SUPPLIED DATA
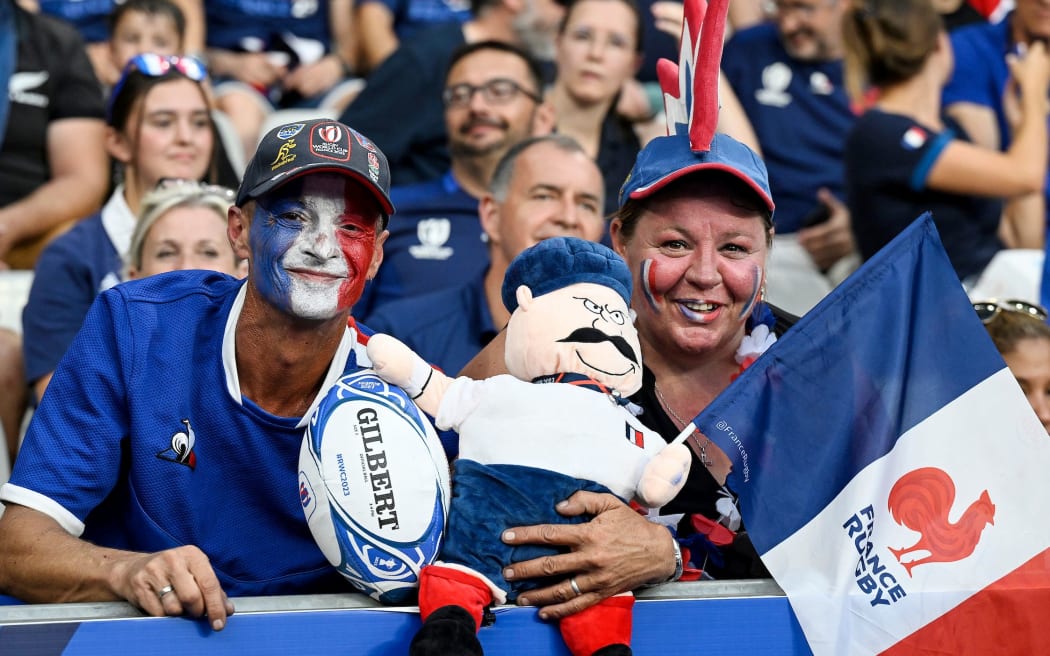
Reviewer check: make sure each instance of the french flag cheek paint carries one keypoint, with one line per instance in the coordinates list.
(657, 277)
(648, 282)
(270, 241)
(358, 251)
(756, 288)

WHAT IS EXPECTED
Write out every line of the items above as a numbered list, skipping blank lines and leaving out the pictures.

COMPLETED TASK
1. Reviewer check: make sure each instance of the french flag cheek paint carries one keypoint, with one line per instance in the coordinates list.
2. (657, 277)
3. (648, 282)
4. (270, 241)
5. (358, 251)
6. (756, 288)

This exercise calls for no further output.